What to do:
Can you write out the entries again, from the line containing "Target: green grassland" through the line containing "top-left (396, 378), bottom-right (1000, 554)", with the requests kept in and every answer coordinate scaled by 0.65 and rounded to a whole number, halves going up? Leave the sample coordinates in the requests as they are.

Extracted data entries
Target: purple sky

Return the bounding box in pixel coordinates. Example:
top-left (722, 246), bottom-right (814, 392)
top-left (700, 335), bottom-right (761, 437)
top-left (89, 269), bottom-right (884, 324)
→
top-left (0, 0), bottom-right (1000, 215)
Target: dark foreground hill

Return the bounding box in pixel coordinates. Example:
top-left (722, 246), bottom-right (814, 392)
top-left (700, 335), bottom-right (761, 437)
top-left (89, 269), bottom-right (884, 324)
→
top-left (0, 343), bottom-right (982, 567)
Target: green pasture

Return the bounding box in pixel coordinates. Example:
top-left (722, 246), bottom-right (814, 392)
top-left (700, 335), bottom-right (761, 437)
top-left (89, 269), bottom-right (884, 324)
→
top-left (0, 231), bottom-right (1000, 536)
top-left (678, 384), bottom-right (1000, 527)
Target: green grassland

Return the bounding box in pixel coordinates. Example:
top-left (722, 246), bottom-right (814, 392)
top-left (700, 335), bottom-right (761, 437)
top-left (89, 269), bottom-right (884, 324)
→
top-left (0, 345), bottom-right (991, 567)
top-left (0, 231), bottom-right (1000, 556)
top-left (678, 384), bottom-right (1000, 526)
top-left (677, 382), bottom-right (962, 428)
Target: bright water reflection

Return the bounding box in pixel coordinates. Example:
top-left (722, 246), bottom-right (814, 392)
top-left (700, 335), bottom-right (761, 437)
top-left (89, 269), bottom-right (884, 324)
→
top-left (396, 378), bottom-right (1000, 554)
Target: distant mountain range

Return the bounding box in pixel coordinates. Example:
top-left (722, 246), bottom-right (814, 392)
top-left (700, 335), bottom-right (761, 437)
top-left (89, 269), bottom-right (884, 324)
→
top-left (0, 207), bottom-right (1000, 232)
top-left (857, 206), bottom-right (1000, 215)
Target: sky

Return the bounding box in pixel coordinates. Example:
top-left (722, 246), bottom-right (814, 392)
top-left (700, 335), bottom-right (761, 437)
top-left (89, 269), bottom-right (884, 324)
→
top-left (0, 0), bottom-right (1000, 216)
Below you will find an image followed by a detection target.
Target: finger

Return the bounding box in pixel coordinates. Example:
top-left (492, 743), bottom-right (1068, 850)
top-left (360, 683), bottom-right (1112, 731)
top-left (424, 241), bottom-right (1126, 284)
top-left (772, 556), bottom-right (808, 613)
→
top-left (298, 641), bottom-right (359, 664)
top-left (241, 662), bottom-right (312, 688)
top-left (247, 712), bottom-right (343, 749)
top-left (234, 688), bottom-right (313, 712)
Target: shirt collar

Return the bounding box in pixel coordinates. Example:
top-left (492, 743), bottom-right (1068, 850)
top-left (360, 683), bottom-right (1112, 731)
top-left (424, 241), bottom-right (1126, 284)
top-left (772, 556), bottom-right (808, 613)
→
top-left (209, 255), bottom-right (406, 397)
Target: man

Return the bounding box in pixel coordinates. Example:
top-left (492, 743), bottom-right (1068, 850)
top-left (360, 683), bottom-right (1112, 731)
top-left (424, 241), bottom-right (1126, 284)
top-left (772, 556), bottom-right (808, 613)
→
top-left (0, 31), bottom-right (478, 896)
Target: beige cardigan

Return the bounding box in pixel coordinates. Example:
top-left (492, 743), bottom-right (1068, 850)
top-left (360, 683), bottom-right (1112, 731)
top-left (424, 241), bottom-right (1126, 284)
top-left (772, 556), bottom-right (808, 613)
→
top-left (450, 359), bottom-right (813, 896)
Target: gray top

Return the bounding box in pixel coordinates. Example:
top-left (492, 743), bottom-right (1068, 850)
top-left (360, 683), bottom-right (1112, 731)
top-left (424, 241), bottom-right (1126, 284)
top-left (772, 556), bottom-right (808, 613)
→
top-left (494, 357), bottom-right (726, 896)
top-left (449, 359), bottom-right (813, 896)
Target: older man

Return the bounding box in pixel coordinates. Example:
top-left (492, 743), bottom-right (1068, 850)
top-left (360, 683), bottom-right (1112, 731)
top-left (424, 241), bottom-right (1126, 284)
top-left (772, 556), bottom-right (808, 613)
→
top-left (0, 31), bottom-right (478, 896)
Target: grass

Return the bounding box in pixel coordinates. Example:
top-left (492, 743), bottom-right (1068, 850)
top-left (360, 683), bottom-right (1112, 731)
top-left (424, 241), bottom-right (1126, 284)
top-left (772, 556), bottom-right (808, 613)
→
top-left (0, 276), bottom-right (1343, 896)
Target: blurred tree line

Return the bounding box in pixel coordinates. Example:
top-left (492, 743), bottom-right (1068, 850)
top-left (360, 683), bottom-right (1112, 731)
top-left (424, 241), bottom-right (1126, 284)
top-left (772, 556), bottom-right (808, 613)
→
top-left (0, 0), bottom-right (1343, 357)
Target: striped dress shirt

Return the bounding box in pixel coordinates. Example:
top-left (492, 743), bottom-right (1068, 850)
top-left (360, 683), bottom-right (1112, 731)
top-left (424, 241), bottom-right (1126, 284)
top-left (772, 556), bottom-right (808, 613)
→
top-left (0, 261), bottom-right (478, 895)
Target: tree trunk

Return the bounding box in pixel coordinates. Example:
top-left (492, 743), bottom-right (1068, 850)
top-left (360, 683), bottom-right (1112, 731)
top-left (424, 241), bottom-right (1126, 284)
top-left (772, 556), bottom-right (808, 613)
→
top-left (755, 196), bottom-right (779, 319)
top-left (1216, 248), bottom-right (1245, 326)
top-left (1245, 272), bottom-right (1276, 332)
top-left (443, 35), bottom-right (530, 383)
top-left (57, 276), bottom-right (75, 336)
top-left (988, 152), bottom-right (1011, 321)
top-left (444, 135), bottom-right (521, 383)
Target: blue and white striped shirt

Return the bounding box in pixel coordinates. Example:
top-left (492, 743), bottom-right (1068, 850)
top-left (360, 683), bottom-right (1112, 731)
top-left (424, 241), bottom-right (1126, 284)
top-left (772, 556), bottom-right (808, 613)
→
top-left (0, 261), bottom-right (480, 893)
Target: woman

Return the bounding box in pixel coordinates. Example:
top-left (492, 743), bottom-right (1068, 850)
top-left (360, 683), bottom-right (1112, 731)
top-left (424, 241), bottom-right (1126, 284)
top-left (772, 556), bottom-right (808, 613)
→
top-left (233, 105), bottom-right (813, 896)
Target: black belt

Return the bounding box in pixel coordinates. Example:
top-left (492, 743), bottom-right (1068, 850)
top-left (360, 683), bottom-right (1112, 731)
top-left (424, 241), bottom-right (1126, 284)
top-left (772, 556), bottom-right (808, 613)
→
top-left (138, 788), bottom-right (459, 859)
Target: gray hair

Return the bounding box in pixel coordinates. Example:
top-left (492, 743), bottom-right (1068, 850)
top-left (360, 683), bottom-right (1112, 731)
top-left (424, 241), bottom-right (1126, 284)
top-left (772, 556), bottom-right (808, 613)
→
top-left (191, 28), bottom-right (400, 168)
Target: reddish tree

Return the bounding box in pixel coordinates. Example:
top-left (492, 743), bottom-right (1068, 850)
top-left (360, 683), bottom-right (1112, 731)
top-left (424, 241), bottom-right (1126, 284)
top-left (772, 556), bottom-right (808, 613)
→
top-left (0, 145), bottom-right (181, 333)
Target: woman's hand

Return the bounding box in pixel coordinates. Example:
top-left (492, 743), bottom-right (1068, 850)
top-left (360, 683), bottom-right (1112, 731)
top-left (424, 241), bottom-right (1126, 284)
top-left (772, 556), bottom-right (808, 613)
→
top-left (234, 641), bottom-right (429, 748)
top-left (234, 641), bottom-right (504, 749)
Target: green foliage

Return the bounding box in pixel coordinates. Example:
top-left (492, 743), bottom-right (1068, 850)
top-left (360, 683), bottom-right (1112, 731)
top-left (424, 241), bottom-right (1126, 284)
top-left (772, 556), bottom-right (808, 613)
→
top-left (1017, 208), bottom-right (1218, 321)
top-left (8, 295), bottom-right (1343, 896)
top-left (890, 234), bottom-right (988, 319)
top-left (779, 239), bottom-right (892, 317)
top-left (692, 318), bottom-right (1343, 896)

Output below:
Target: green grassland

Return the bounding box in pixel coordinates. Example:
top-left (722, 246), bottom-right (814, 392)
top-left (700, 335), bottom-right (761, 437)
top-left (89, 269), bottom-right (884, 324)
→
top-left (0, 224), bottom-right (644, 369)
top-left (0, 150), bottom-right (650, 361)
top-left (441, 250), bottom-right (650, 342)
top-left (440, 248), bottom-right (625, 278)
Target: bright water reflection

Return the bounding box in pixel coordinates. Example:
top-left (722, 246), bottom-right (814, 392)
top-left (700, 335), bottom-right (761, 437)
top-left (89, 269), bottom-right (884, 324)
→
top-left (257, 246), bottom-right (650, 360)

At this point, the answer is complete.